Bounding-box records:
+ + + + + + +

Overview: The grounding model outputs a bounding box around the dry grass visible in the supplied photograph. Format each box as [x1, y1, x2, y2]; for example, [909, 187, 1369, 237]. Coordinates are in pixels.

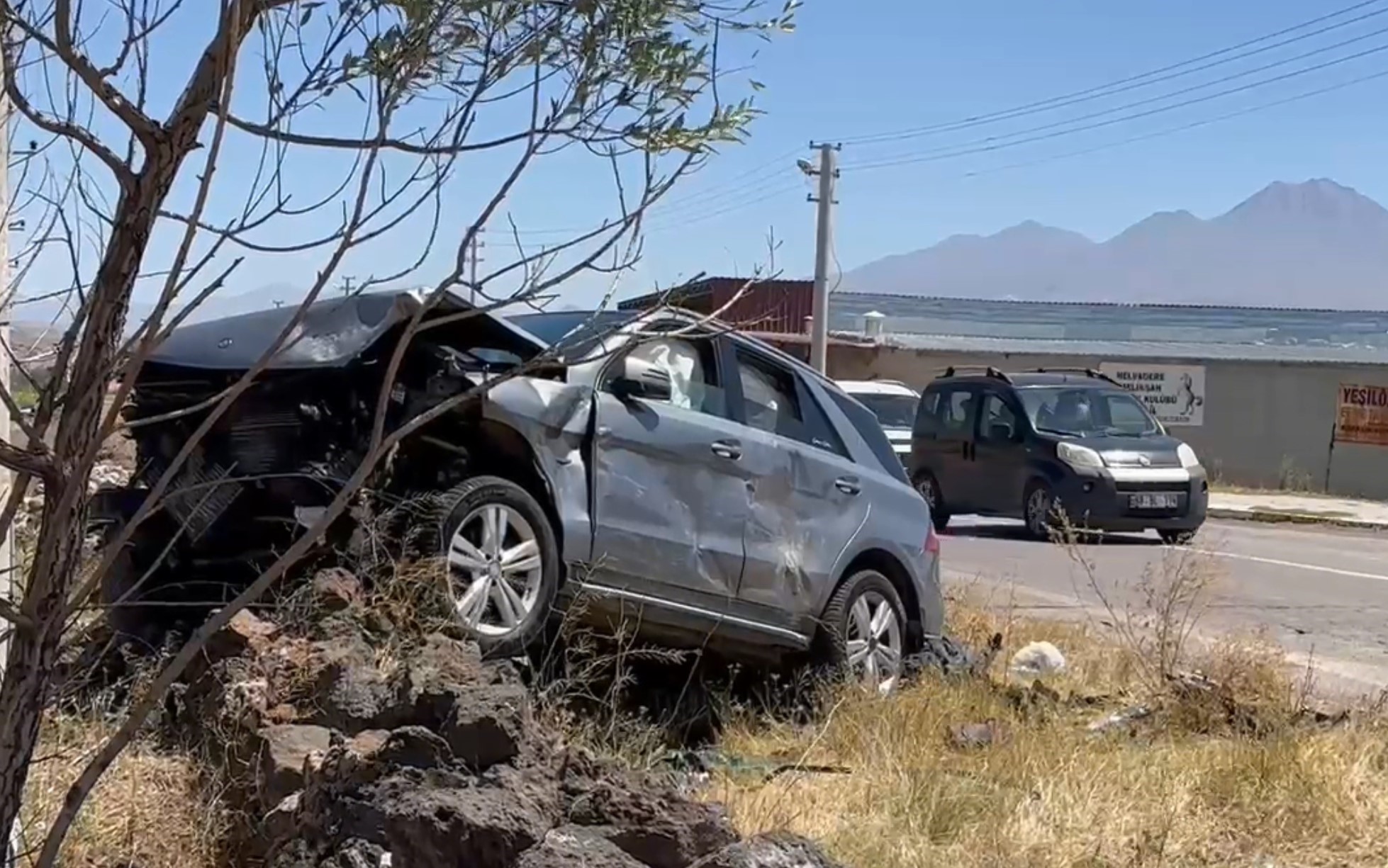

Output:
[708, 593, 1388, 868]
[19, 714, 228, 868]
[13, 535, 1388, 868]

+ + + + + + +

#### [Stated goal]
Rewrite the records above with "dry grass" replaced by "dry vegetation" and everything else left unchanged. Omit the pictures from your answer.

#### [Answer below]
Overview: The grounding model outputs a bounding box around the dry vegetation visible in the supplied photograph. Format each box as [x1, y1, x2, y2]; for example, [909, 187, 1369, 237]. Coordinates are in pixels.


Output:
[708, 593, 1388, 868]
[19, 714, 228, 868]
[13, 535, 1388, 868]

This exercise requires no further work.